> **THE PROBLEM**: Copy out every line from the records that includes "below".

> **TASK INPUT**:
BEGIN

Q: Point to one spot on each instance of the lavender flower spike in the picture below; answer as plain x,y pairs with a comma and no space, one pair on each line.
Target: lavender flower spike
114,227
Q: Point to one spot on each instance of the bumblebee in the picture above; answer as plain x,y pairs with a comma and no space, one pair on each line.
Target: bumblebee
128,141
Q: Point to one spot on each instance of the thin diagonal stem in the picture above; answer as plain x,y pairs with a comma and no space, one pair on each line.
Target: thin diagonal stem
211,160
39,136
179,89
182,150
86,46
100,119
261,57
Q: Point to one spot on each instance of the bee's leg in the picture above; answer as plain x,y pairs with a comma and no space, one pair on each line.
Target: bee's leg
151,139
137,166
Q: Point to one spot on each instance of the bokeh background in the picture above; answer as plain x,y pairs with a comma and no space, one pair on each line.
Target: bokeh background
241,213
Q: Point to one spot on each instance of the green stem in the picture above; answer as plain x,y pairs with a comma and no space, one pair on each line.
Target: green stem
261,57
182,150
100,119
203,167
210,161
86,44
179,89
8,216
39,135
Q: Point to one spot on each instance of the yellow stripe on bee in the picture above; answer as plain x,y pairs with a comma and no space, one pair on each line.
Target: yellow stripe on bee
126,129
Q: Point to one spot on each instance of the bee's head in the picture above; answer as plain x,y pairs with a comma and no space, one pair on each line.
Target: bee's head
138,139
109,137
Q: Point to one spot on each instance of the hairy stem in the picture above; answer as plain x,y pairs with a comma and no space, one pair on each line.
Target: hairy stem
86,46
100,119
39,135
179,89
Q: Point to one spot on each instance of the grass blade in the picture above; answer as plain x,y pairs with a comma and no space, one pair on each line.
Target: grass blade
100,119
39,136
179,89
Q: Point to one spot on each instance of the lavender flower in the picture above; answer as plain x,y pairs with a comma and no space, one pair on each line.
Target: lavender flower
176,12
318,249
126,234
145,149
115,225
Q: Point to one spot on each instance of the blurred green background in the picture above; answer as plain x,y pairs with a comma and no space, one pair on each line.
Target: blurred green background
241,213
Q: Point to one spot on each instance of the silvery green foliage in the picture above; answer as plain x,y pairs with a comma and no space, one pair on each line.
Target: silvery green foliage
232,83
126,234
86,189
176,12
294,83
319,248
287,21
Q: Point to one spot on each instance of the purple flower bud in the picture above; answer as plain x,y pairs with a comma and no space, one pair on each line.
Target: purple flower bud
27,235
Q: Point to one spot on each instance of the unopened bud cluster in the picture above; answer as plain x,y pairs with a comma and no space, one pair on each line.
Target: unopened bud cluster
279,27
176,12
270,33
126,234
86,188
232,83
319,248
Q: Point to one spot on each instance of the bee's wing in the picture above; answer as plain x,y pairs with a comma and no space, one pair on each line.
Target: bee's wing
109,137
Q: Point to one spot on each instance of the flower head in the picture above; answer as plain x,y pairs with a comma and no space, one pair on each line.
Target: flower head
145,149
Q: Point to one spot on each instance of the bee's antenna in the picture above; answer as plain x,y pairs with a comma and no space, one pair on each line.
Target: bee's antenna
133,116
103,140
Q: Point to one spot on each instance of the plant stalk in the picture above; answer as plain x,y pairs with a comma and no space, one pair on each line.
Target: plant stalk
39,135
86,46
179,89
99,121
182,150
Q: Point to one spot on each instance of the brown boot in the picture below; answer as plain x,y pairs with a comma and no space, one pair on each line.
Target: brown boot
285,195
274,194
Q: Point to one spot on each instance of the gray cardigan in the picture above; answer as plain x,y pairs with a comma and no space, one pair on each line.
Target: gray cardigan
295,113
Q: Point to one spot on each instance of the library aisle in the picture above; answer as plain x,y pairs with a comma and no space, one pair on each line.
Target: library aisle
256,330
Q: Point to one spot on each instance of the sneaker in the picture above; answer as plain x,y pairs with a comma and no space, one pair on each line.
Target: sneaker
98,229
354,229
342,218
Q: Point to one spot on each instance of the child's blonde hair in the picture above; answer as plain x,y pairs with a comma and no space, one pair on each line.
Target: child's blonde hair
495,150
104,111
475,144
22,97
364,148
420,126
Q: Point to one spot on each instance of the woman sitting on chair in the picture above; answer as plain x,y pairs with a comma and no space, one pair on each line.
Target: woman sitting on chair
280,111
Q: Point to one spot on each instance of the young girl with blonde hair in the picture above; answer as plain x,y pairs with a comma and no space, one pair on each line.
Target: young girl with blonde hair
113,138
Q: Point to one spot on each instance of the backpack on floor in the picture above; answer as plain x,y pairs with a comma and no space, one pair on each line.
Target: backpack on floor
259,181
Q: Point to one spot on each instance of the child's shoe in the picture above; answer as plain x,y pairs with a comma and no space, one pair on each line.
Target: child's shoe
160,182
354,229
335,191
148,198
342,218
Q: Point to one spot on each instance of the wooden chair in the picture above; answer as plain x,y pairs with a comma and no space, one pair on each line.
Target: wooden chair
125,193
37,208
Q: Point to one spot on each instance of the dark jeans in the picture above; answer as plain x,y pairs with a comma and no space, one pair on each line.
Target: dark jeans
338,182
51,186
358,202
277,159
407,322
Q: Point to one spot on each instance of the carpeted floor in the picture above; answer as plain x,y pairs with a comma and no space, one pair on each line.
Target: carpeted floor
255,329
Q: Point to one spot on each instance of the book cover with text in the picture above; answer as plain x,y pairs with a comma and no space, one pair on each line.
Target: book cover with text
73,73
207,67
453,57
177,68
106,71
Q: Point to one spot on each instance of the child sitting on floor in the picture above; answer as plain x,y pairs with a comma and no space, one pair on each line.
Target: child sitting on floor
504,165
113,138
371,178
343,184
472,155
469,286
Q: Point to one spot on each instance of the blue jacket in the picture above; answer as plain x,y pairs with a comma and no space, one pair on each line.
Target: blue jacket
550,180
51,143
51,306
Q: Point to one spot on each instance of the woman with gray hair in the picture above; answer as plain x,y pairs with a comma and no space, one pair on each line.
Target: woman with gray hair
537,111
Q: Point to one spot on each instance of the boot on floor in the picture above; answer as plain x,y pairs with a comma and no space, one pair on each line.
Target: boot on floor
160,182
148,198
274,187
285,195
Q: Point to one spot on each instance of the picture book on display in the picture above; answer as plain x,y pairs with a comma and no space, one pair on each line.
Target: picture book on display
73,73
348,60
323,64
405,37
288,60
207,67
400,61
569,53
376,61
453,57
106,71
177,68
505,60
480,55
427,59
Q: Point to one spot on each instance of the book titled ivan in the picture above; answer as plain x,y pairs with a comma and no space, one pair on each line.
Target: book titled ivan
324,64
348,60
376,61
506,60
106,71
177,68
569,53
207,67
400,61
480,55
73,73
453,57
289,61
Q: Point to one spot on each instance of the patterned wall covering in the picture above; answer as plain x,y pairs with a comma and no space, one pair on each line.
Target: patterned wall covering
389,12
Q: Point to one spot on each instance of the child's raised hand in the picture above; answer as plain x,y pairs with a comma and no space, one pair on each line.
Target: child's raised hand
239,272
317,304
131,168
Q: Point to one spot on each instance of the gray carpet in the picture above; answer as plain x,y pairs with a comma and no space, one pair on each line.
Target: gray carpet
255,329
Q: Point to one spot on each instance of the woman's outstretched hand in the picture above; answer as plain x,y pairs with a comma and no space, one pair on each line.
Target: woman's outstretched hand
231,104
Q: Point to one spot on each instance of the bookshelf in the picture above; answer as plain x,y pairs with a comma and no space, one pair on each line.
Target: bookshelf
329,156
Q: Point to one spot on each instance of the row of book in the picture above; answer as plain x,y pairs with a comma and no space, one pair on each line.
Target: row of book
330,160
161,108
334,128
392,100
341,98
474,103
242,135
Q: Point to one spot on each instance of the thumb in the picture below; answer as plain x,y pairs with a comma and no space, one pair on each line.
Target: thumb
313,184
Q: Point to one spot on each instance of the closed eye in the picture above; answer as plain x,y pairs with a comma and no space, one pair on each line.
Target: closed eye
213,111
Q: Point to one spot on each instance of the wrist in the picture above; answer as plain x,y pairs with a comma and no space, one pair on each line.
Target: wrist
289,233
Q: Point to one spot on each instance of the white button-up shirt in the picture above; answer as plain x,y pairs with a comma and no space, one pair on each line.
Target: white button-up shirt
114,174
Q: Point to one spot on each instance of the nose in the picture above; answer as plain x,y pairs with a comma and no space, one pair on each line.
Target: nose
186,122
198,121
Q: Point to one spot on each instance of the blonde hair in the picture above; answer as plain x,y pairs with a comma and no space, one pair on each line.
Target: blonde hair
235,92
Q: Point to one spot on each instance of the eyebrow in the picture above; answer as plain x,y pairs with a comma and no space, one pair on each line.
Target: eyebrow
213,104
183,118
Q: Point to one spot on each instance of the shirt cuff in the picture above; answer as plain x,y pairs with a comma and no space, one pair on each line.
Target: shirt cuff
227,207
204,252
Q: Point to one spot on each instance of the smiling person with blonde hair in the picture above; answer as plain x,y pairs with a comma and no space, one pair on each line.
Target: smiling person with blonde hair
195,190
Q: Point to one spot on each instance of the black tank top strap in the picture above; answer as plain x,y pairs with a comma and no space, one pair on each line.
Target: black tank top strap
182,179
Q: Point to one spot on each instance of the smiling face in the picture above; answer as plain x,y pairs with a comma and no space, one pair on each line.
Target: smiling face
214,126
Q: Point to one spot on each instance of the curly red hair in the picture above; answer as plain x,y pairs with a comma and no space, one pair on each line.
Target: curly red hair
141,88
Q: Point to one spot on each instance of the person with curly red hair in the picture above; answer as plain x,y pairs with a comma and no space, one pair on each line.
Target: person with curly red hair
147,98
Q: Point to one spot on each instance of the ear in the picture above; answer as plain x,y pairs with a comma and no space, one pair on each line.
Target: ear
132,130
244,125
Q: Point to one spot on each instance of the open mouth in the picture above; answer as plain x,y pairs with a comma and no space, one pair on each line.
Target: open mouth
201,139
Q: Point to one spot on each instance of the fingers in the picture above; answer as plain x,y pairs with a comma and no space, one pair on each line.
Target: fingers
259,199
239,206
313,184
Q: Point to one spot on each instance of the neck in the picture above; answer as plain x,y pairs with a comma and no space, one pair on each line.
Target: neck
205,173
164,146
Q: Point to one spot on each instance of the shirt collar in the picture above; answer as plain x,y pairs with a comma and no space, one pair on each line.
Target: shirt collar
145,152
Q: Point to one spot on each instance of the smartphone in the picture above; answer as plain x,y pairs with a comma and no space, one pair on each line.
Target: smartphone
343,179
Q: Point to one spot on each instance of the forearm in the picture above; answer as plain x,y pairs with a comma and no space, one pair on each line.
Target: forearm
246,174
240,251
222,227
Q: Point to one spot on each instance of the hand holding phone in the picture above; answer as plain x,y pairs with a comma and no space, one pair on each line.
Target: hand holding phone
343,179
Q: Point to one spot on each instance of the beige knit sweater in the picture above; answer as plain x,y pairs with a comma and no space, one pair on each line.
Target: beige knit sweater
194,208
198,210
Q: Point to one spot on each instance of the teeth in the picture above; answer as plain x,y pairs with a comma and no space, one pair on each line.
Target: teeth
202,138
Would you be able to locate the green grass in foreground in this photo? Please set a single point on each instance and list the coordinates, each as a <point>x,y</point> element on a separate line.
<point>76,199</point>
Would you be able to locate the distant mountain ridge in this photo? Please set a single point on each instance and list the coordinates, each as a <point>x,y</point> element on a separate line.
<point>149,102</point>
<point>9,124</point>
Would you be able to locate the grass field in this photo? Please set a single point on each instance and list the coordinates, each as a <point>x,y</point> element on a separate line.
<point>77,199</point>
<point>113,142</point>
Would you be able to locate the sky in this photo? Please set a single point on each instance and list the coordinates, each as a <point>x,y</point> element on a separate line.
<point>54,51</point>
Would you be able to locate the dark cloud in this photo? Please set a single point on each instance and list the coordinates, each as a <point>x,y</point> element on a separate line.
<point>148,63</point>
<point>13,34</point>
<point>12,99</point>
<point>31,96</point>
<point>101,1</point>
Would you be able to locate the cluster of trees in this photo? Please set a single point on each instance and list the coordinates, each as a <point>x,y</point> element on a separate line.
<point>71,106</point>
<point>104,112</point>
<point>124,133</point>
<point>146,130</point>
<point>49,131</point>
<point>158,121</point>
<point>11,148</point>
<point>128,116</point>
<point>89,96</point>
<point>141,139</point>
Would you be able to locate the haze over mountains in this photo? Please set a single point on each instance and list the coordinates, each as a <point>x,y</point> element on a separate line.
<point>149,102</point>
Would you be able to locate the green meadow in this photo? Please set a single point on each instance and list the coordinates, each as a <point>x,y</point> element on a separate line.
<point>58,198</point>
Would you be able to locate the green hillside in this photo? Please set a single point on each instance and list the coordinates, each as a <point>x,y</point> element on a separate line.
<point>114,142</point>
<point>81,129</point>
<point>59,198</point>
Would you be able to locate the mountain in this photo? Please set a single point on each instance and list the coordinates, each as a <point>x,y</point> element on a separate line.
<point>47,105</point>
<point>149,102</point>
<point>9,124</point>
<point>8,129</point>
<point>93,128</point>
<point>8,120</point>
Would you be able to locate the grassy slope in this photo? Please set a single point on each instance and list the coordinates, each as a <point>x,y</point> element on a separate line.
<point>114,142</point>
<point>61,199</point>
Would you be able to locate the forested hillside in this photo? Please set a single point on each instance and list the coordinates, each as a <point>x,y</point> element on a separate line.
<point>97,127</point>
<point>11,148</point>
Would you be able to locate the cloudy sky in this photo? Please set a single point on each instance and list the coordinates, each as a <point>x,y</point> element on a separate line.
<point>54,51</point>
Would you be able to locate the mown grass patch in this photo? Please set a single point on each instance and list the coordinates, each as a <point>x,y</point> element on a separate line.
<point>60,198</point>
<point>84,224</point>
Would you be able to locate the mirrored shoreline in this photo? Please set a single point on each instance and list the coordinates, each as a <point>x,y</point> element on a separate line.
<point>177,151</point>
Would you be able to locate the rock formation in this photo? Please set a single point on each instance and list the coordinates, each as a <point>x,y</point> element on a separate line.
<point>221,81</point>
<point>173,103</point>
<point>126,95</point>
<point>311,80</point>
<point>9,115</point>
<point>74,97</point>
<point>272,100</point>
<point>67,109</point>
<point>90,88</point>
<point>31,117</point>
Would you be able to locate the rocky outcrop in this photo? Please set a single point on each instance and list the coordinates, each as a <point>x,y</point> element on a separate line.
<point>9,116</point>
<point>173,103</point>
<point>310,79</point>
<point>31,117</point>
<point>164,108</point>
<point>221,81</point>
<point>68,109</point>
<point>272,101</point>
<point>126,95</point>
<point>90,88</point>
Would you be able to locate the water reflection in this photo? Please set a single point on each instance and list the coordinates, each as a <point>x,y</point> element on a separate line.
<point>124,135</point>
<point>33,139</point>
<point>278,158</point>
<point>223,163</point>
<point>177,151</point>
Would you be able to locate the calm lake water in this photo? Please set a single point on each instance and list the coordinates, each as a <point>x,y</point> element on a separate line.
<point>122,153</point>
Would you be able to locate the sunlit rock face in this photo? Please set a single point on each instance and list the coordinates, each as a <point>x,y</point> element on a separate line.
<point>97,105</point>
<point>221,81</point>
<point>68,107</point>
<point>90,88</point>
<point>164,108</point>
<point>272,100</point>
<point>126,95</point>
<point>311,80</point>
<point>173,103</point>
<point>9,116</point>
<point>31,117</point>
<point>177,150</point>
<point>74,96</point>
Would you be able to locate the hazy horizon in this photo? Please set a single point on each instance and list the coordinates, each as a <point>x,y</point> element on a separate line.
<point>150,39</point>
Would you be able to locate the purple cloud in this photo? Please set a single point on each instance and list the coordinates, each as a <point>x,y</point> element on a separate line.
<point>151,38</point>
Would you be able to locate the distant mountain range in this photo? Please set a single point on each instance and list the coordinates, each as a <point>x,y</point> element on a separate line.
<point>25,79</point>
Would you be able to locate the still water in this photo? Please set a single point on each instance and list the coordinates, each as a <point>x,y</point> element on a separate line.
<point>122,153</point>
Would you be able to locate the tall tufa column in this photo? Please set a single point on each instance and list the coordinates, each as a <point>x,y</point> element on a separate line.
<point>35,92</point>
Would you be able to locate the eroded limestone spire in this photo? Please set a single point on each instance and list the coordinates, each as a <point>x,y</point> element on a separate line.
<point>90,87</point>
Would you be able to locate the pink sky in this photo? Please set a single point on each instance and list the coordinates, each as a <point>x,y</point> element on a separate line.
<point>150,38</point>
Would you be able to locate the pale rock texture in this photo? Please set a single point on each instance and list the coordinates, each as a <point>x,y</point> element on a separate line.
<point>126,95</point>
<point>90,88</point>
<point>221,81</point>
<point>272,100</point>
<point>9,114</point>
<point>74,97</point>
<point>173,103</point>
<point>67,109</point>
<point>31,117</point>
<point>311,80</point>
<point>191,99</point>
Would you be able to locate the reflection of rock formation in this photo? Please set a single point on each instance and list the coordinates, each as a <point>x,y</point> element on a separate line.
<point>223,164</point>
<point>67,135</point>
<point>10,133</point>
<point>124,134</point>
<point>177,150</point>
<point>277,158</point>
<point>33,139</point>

END

> **ANSWER AREA**:
Q: Point to one spot on each instance of the lavender flower spike in the picture below; answer as plain x,y pairs with a comma and no space, one pair on each line.
Q: Point to one spot on each instance of the brown boot in the picture below; answer as plain x,y pairs with a comma and no space, one pair on each line.
Q: Point to one spot on each instance of the thumb in the picture below; answer as plain x,y pairs with a comma and no space, one pair on each line.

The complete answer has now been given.